WRITTEN EXERCISE 1 |
In the symposium summary on writers' rights in interactive media, what was the Writers Guild's slogan for the evening?
WRITTEN EXERCISE 2 |
Pick up the symposium summary on writers' rights in interactive media after its final sentence and carry it forward.

DOCUMENT SECTION |
--------------------------------

Writers' Rights In The New Interactive Media:
A Summary Of A Recent WGA Symposium
by Victoria Bazeley, USC Professional Writing Masters Program
The Writers Guild of America, West, in its
Writers' Rights Day symposium, tackled an increasingly hot topic for writers and
producers today -- the pitfalls and potential represented by the new so-called
"interactive" media.
The definition of new media is
necessarily loose at this point, encompassing as it does everything from
interactive computer games to CD-ROM, multi-media to databases, and, as one
symposium speaker put it, "all kinds of jabberwocky."
Many of the forms these media will take
have not even been invented yet. Thus, the Writers Guild's slogan for the
evening: "In chaos lies opportunity."
As addressed by the symposium speakers,
the opportunities presented by these new media seem to fall into two main
categories: financial and creative. And so do the pitfalls,
Creatively, the current chaos is good
news for writers, according to Ashley Grayson, founder of an independent
literary agency in 1976 and currently a computer publisher. -Grayson emphasized
that, "in this business we're making it up as we go along, and that's the
best possible environment for a writer."
Because every producer would like to
produce the first new megahit, Grayson said, and no one knows what it's going to
be, opportunities are waiting for writers who are willing to learn new skills.
The ones who figure out how to merge
graphics, text, and user manipulation to create a new kind of drama, will
dominate a field that needs "one Einstein, two Edisons, a couple of Frank
Capras, a handful of Picassos and a Stephen King" to show the way to
exploit its full storytelling potential, Grayson said. Budding multi-media
geniuses should definitely apply.
The new media are not limited to
providing entertainment, however; they can be educational at the same time.
Roger Holzberg, director of Knowledge Adventure, Inc. Film Group, provided
tangible evidence of this.
He showed the Writers Guild audience his
latest completed computer software project, a multi-media version of Speed, an
IMAX movie that examines humankind's desire to go ever faster. Holzberg
described the project as "a lot of fun," and used a computer to
demonstrate the simulations, sound effects, games, quizzes, and modules that
allow a user to play with the idea of speed from every angle. Holzberg said his
goal was to "steal as much as I can from the SEGA and Nintendo market, and
teach them that learning doesn't have to be boring and horrible."
As an example of the potential for
cross-pollination in this field, he described his next project. It is to be
based on the book The Discoverers. "First written by Daniel Boorstin,"
Holzberg said, "it was very successful as a novel and is just being
released as an IMAX movie, also written by John Boorstin." Thus, The
Discoverers could mark the first instance of a book, a movie, and a software
title being marketed simultaneously.
Holzberg's background, which combines
screenwriting, directing and design, serves as an example of the types of skills
the writers/software designers of the future might well need in this field.
In addition to the thrill of leading the
way in a new field, writers should also expect some frustrations. Among them are
the lack of a standard format for playback and the limitations of the
button-pushing mechanisms for user manipulation. Clicking a mouse on a picture
of a button is not a particularly exciting way to access the wonders of
multi-media. As Grayson put it, "there has to be a better way."
If the creative side of the electronic
media field is exhilarating and frustrating, so too is the financial side.
One good thing is that, as Grace Reiner,
Director of Contract Administration for the Writers Guild, pointed out, "we
have a lot of provisions which we believe apply to the technology."

--------------------------------

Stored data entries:
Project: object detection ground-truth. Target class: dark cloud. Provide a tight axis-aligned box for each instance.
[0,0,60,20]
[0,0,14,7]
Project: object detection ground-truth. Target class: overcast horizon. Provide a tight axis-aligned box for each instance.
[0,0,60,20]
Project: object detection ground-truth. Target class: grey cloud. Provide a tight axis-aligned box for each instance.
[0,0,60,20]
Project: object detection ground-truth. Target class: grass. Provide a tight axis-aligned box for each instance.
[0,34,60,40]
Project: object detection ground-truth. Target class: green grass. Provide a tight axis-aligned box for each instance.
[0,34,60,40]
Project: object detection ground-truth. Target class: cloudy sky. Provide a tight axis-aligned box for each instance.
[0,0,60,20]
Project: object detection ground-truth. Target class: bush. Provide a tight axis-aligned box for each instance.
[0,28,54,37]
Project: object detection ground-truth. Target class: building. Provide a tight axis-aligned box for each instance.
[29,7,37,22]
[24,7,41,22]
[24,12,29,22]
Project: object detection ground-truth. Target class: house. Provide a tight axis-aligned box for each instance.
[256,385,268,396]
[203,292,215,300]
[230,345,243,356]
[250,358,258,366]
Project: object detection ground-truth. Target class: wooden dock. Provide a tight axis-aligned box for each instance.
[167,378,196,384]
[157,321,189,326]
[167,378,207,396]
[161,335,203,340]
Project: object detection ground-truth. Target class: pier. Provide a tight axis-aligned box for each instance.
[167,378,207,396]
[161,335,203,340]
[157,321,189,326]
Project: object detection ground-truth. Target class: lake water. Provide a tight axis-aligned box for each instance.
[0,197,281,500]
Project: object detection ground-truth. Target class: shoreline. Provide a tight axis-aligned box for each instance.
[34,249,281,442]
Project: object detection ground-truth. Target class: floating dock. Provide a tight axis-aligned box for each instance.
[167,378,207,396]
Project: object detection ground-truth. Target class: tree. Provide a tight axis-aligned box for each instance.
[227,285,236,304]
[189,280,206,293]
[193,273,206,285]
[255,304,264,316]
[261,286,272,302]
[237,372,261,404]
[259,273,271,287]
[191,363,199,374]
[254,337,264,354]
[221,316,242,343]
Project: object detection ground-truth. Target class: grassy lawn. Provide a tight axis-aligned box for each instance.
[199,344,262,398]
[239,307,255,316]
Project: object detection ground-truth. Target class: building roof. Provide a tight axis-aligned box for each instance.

--------------------------------

EXERCISE RESULT 1 |
"In chaos lies opportunity."

EXERCISE RESULT 2 |
For example, if a company planning to do
a CD-ROM on dinosaurs wants to include some text from the script for Jurassic
Park, "that's a publication right," Reiner said. In theatrical films
and original television, the writer owns all publication rights. If they want to
do that, they'd have to negotiate with the writer to acquire those rights."
"On the other hand, a company may
want to make a video game from Jurassic Park wherein the user has many
alternative mazes by which to get out of the park. In that case, the company
would probably use the entire movie but would add some scenes to create the
mazes." This, Reiner said, would be tantamount to a video release of a
theatrical product and would be covered at the standard percentage: 1Ú2% of 20%
of the gross.
"If the gamemakers use just an
excerpt from a covered motion picture, there would be a one-time only excerpt
payment.
"Unfortunately, if they sell 4
billion of them, we still have the one-time-only excerpt use," she said.
"I think here we're to catch up to
the technology, because the technology is moving faster every step we
take," she pointed out, but even in unusual situations "I've got a
really big book and I can fit it in somewhere."
"For example, if an excerpt from a
covered motion picture is used, but then altered or "morphed," to give
game players the interactive ability to change some element," Reiner said,
"I would fit it in as merchandising rights, for which the writer gets 5% of
the absolute gross the company gets from the manufacturer."
"In television, however, if a
writer writes an original story in teleplay, the writer owns the merchandising
rights," she added. "Which means, ostensibly that the company could
not produce the property as a game . . . without the writer's permission."
The bottom line, Reiner summarized, is
"we merely fit into our Guild agreement what the media are doing. We're
stuck in the present with the provisions as they stand, and only through further
negotiation will we be able to cover all the areas the technology is moving
toward."
And what about people developing
projects directly for the multi-media market itself?
Joel Block, director of industry
alliances for WGA West, indicated the situation right now is pretty ambiguous.
"Basically," he said,
"it's sale day for producers." He explained that "a producer who
wants to hire a WGA member and become signatory to the WGA and produce an
interactive program, basically needs only to sign a one-sheet agreement which
obligates that producer to pay 12 1Ú2 % pension and health contributions."
He said he hoped that "given the
current uncertainties in the economics" of these forms of media that
producers "will view the one--page agreement as fairly user-friendly for
them to employ writers."
In other respects, compensating writers
in the interactive field is more complicated. Block illustrated this by posing a
series of questions facing writers negotiating a contract.
"If they're writing for a
particular platform, for example, CD-ROM for IBM platform, what rights does the
producer obtain in addition to being able to produce a disc for that platform?
Does that also mean they'll be able to convert to the Macintosh Apple platform?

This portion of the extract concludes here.